Your task:
Transcribe the entries below word for word, starting at their beginning and stopping after the line that contains "128L71 147L72 150L66". Leave the pictures out of your copy.
***** Data
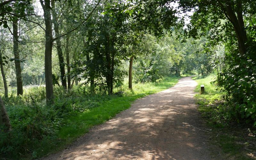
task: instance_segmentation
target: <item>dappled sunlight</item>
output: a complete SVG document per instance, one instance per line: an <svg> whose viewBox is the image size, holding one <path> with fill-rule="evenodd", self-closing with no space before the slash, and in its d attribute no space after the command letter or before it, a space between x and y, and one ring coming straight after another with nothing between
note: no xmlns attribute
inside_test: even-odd
<svg viewBox="0 0 256 160"><path fill-rule="evenodd" d="M93 128L71 147L72 150L66 150L61 158L56 159L205 157L204 134L190 124L199 125L193 98L196 85L190 78L183 78L169 89L138 100L116 118Z"/></svg>

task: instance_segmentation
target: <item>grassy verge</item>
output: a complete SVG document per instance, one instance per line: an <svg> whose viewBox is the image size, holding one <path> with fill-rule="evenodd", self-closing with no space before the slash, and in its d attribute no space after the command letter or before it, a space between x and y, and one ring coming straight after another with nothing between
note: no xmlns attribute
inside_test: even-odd
<svg viewBox="0 0 256 160"><path fill-rule="evenodd" d="M210 83L214 78L213 75L194 78L198 84L196 92L200 93L200 85L204 85L205 93L199 93L195 97L198 109L211 130L209 139L212 156L214 159L254 159L255 135L244 125L225 121L221 108L223 107L221 98L223 93L217 91L216 86ZM216 153L219 154L217 155Z"/></svg>
<svg viewBox="0 0 256 160"><path fill-rule="evenodd" d="M92 126L104 123L120 112L129 108L135 100L168 88L174 85L179 79L176 77L166 77L158 83L134 84L132 91L126 85L121 87L116 91L124 91L123 97L110 96L101 101L97 107L88 109L69 117L55 136L46 137L42 140L39 145L41 147L34 150L32 156L40 157L63 149L79 136L87 132Z"/></svg>

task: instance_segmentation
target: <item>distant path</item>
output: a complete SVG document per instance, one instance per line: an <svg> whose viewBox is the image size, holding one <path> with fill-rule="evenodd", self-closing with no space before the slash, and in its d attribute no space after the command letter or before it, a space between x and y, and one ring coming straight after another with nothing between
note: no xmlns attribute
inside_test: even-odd
<svg viewBox="0 0 256 160"><path fill-rule="evenodd" d="M45 159L210 159L191 77L138 99L130 109L94 127L68 149Z"/></svg>

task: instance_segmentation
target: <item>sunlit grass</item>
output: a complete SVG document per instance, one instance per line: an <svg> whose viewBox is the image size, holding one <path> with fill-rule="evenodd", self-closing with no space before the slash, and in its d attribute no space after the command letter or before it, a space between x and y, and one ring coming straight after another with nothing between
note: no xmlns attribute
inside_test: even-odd
<svg viewBox="0 0 256 160"><path fill-rule="evenodd" d="M196 103L198 105L198 110L201 113L202 117L204 119L208 127L212 130L212 135L210 135L210 145L211 153L214 157L218 157L220 159L251 159L246 155L246 152L243 148L243 145L238 143L237 142L244 141L239 132L244 132L241 129L237 129L236 132L231 133L230 130L234 129L231 127L225 126L224 127L221 123L218 122L217 119L219 116L218 106L221 96L224 93L216 90L217 86L211 82L214 81L216 77L214 75L211 75L205 77L193 77L198 83L195 92L198 92L195 97ZM200 85L204 85L205 93L201 94ZM219 150L220 149L220 150ZM216 152L219 155L215 155Z"/></svg>
<svg viewBox="0 0 256 160"><path fill-rule="evenodd" d="M63 148L79 136L87 132L92 126L104 123L121 111L129 108L136 99L171 87L179 78L175 76L167 77L158 83L135 84L132 90L128 88L127 83L125 81L124 84L115 91L124 91L123 97L112 96L99 107L68 118L56 137L46 137L41 143L42 148L35 151L39 156L41 156Z"/></svg>

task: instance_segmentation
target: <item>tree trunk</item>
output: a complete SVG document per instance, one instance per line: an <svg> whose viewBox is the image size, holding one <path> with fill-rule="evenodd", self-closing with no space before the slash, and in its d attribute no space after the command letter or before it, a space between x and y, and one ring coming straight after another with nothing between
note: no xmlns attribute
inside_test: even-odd
<svg viewBox="0 0 256 160"><path fill-rule="evenodd" d="M12 28L13 35L13 54L16 80L17 81L17 95L22 95L23 94L23 88L22 85L21 68L20 68L20 54L19 52L18 20L15 20L13 21Z"/></svg>
<svg viewBox="0 0 256 160"><path fill-rule="evenodd" d="M114 76L114 65L115 63L114 63L114 60L115 60L115 35L113 35L112 37L112 60L111 64L111 76L110 78L110 93L111 94L113 93L113 79Z"/></svg>
<svg viewBox="0 0 256 160"><path fill-rule="evenodd" d="M247 36L243 18L241 2L241 0L237 1L237 6L236 12L232 8L230 1L227 1L226 4L227 16L229 21L233 24L235 29L240 54L243 55L246 52L245 44L247 41ZM236 12L236 15L235 12Z"/></svg>
<svg viewBox="0 0 256 160"><path fill-rule="evenodd" d="M110 66L110 54L109 53L109 38L108 35L107 35L106 37L106 60L107 62L107 73L106 77L107 79L107 85L108 86L108 93L109 95L111 94L110 91L110 75L111 74L111 67Z"/></svg>
<svg viewBox="0 0 256 160"><path fill-rule="evenodd" d="M67 55L67 67L68 69L68 89L70 90L71 89L71 78L70 76L70 65L69 65L69 50L68 48L68 43L69 43L69 36L67 35L67 42L66 44L66 55Z"/></svg>
<svg viewBox="0 0 256 160"><path fill-rule="evenodd" d="M53 86L52 84L52 31L51 20L50 0L45 0L44 4L42 0L40 2L44 10L44 16L45 26L45 47L44 51L44 69L45 70L45 88L46 103L52 102L53 98Z"/></svg>
<svg viewBox="0 0 256 160"><path fill-rule="evenodd" d="M77 77L77 76L76 76L75 77L75 84L76 84L76 85L78 85L78 78Z"/></svg>
<svg viewBox="0 0 256 160"><path fill-rule="evenodd" d="M35 85L36 84L36 77L35 75L32 76L32 81L33 85Z"/></svg>
<svg viewBox="0 0 256 160"><path fill-rule="evenodd" d="M132 89L132 63L133 61L133 56L130 58L130 65L129 67L129 87L130 89Z"/></svg>
<svg viewBox="0 0 256 160"><path fill-rule="evenodd" d="M12 131L12 126L8 114L5 109L3 100L0 96L0 124L4 125L5 127L4 132L8 132ZM0 129L0 132L2 131Z"/></svg>
<svg viewBox="0 0 256 160"><path fill-rule="evenodd" d="M55 2L53 0L52 2L52 21L54 26L54 30L56 37L60 36L59 31L59 25L57 20L57 15L55 8ZM65 76L65 63L64 62L64 59L63 57L61 45L60 38L56 40L57 44L56 48L57 53L59 58L59 63L60 65L60 80L61 81L61 85L65 88L67 88L67 80Z"/></svg>
<svg viewBox="0 0 256 160"><path fill-rule="evenodd" d="M40 76L37 76L37 85L40 85L40 79L41 78L40 78Z"/></svg>
<svg viewBox="0 0 256 160"><path fill-rule="evenodd" d="M8 97L8 88L7 86L7 83L5 78L5 74L4 70L4 66L3 64L3 58L2 53L0 53L0 68L1 68L1 73L3 76L3 81L4 81L4 98L5 100L9 100L9 98Z"/></svg>

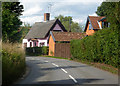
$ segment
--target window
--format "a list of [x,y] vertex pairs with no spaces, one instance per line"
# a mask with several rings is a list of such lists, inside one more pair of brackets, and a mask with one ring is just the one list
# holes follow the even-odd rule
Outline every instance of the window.
[[24,48],[26,48],[27,47],[27,43],[24,43]]
[[45,42],[40,43],[40,47],[45,46]]
[[36,47],[36,42],[34,42],[34,47]]
[[106,27],[109,27],[109,24],[108,22],[102,22],[102,28],[106,28]]
[[89,23],[89,30],[91,30],[91,24]]
[[32,42],[30,42],[30,47],[32,47]]
[[61,32],[61,30],[53,30],[53,31],[55,31],[55,32]]

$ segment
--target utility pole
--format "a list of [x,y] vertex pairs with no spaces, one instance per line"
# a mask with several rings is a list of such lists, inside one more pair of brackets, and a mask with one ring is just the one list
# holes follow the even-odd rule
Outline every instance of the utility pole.
[[69,19],[69,32],[71,32],[72,19]]

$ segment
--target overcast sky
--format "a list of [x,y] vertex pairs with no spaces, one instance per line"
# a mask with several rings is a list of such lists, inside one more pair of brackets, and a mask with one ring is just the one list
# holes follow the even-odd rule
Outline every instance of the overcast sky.
[[58,15],[72,16],[73,21],[85,25],[88,15],[97,16],[95,11],[102,1],[104,0],[20,0],[24,6],[20,19],[33,25],[42,22],[44,13],[50,12],[51,20]]

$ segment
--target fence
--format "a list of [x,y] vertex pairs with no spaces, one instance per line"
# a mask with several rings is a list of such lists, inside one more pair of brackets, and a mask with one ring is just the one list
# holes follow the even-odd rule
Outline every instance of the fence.
[[70,58],[70,43],[56,43],[55,44],[55,57]]

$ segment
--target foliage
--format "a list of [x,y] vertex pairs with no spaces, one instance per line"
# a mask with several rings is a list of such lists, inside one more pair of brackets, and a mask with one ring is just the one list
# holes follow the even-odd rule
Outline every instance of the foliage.
[[26,55],[30,56],[39,56],[39,55],[48,55],[48,47],[28,47],[26,48]]
[[120,28],[120,2],[103,2],[96,13],[99,16],[106,16],[112,29]]
[[7,86],[25,72],[25,52],[17,43],[2,45],[2,84]]
[[24,26],[21,26],[20,29],[19,29],[19,32],[21,33],[21,37],[20,37],[20,42],[22,42],[22,40],[24,39],[24,37],[27,35],[27,33],[29,32],[31,26],[30,24],[25,24],[24,23]]
[[2,39],[10,42],[19,41],[21,33],[18,31],[22,22],[19,16],[22,15],[23,5],[20,2],[2,3]]
[[118,32],[107,28],[82,40],[71,41],[73,58],[118,67]]
[[55,17],[55,19],[57,18],[61,21],[61,23],[64,25],[67,31],[70,31],[70,28],[71,28],[71,32],[82,32],[81,27],[79,26],[78,23],[73,22],[72,17],[70,16],[64,17],[62,15],[59,15],[58,17]]

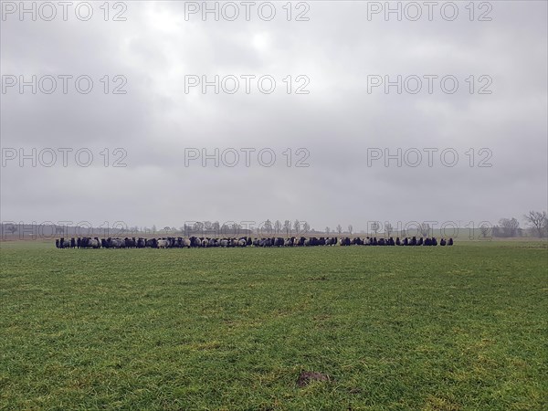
**********
Solution to the exercise:
task: instance_segmentation
target: <item>dappled sunlight</item>
output: a complete SVG document per instance, one instance per line: an <svg> whose viewBox is the image size, holding one <path> with fill-rule="evenodd", self-closing with no space before the slash, and in its d attribute no space after the command letter or before it, a space between x and y, and one ring coming straight after another with nothing between
note: no xmlns attribute
inside_test: even-odd
<svg viewBox="0 0 256 160"><path fill-rule="evenodd" d="M93 128L71 147L72 150L66 150L61 158L56 159L205 157L204 134L190 124L199 125L193 98L196 85L190 78L183 78L169 89L138 100L116 118Z"/></svg>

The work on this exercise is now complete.